start RECORDS PROVIDED

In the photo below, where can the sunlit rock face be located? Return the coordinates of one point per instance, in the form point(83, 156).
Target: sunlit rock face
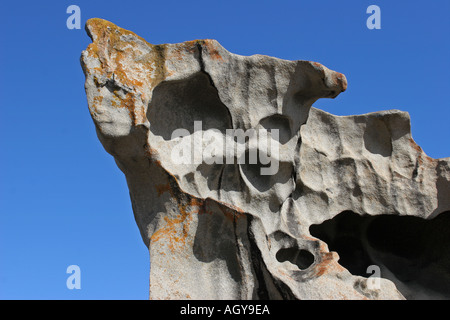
point(241, 190)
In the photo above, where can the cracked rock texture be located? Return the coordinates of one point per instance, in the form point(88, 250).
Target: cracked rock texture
point(223, 229)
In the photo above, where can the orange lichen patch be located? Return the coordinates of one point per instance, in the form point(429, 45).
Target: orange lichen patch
point(175, 231)
point(96, 102)
point(212, 49)
point(341, 80)
point(130, 62)
point(327, 264)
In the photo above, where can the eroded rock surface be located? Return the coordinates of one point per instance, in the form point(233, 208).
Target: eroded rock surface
point(222, 226)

end RECORDS PROVIDED

Rewrite the rows above with "photo" swapped for "image" everywhere and everything else left the same. Leave the pictures out of your answer.

In the image below, where can the sunlit rock face be located? Return the coordinates of one point per instance, in the form point(83, 156).
Target: sunlit rock face
point(241, 190)
In the image above, where can the cracked rock texture be located? Return the coordinates of one point per instance, in the form point(88, 250).
Target: cracked rock texture
point(223, 229)
In the image above, where can the orange lichen patch be located? Return the coordinates of one point per instance, in the form point(429, 45).
Target: orange lichen patch
point(175, 231)
point(96, 102)
point(212, 49)
point(341, 80)
point(130, 62)
point(327, 264)
In the image above, where can the eroded rock surface be located? Return the coordinates of one point per instance, in the form point(233, 208).
Target: eroded rock surface
point(222, 226)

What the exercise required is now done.